** Excerpted text follows **

Our new puppy, Bentley, has been sick – on and off – more or less since we rescued him. In the past six weeks, we’ve been through three rounds of medication for Giardia, which is a parasite common to puppies, especially ones from rescue facilities. Giardia is NOT pleasant — for me or Bentley. For him, it means yucky and frequent poops, some vomiting, and not a whole lot of energy. For me, it means cleaning up said yucky poops and puke, and being glad that in addition to that I’m not chasing after him as he, with puppy-like intensity, proceeds to destroy my apartment.
Yesterday, I went to the vet and dropped off what I hope to be the final, non-Giardia infected “sample.” (You haven’t lived until you’ve walked down West End Avenue with a cup of coffee in one hand, and a bag of dog poop in the other.) But the whole experience has left me wondering: WHAT THE HELL WERE WE THINKING???????
I remember (and if you don’t have children, skip this part, it’ll gross you out) – I remember, when my kids were babies, picking their noses. Which ought to be disgusting, but at the time, just felt like part of what you did to keep your baby clean and fresh looking. I mean, let’s face it, no one likes a baby with snot coming out of his nose. Of course there was diaper changing, and messy poops to clean up, and puke to deal with. And never once do I remember feeling utterly grossed out by any of it.

** End of Excerpted text **

Transcribe, word for word, the passage of the text about the sick puppy that opens with the words containing "Our new puppy, Bentley, has" and closes with "destroy my apartment.".

** The data follows **

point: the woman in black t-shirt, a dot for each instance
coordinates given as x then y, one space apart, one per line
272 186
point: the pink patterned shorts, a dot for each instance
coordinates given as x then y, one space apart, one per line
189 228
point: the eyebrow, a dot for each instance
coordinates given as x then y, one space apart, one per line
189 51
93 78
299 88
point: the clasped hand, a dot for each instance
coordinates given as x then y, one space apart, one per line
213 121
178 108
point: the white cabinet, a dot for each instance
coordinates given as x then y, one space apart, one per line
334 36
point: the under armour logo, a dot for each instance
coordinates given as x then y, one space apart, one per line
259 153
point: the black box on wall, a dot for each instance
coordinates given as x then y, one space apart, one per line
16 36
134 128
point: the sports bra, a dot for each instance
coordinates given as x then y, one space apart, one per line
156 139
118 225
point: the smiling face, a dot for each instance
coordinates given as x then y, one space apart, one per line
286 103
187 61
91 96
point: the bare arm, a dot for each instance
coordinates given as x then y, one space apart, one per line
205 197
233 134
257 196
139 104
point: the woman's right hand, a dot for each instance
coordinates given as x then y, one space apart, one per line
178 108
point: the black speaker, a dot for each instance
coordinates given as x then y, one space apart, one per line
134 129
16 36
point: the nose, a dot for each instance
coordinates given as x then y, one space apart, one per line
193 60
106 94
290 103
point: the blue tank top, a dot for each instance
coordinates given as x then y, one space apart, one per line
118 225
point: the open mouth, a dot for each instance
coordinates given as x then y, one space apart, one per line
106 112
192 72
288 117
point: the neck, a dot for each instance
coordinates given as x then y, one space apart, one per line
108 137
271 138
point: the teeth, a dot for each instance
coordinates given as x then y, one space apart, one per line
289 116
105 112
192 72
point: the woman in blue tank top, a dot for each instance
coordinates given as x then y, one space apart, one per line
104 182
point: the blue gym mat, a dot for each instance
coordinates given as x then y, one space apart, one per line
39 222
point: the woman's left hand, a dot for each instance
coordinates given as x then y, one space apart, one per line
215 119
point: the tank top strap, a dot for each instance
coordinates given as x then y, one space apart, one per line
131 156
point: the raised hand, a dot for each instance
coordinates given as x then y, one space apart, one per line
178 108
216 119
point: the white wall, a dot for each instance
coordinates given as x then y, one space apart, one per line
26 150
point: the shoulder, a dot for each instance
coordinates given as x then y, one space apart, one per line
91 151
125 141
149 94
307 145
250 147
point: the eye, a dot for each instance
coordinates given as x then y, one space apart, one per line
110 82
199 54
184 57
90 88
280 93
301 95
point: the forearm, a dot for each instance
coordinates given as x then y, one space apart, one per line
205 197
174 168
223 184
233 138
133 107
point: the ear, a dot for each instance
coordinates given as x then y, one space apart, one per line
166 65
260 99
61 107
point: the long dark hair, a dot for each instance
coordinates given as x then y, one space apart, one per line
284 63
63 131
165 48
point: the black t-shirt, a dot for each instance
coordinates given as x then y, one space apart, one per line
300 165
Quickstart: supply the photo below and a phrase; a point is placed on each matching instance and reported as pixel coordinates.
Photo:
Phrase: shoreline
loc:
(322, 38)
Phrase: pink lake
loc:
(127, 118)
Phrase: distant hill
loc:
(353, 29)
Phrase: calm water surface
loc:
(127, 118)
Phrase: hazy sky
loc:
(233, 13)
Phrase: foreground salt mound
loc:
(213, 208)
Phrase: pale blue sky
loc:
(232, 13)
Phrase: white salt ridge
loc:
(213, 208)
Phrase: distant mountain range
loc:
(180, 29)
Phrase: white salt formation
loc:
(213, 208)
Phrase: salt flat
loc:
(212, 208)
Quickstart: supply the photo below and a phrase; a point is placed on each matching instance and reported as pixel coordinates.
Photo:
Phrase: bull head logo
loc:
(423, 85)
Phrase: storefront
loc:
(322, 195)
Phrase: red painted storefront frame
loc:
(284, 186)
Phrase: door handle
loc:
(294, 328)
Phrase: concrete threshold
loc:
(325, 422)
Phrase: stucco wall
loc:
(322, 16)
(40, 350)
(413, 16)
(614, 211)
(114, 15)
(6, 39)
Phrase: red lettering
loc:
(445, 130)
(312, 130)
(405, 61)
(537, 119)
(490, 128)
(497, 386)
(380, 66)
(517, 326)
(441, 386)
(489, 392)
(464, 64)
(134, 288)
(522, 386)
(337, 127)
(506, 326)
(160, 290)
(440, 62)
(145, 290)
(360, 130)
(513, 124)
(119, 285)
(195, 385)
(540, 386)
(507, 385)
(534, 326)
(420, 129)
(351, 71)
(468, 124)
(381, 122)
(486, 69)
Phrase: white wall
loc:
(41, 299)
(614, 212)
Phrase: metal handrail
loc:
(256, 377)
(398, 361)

** End of The data **

The answer
Our new puppy, Bentley, has been sick – on and off – more or less since we rescued him. In the past six weeks, we’ve been through three rounds of medication for Giardia, which is a parasite common to puppies, especially ones from rescue facilities. Giardia is NOT pleasant — for me or Bentley. For him, it means yucky and frequent poops, some vomiting, and not a whole lot of energy. For me, it means cleaning up said yucky poops and puke, and being glad that in addition to that I’m not chasing after him as he, with puppy-like intensity, proceeds to destroy my apartment.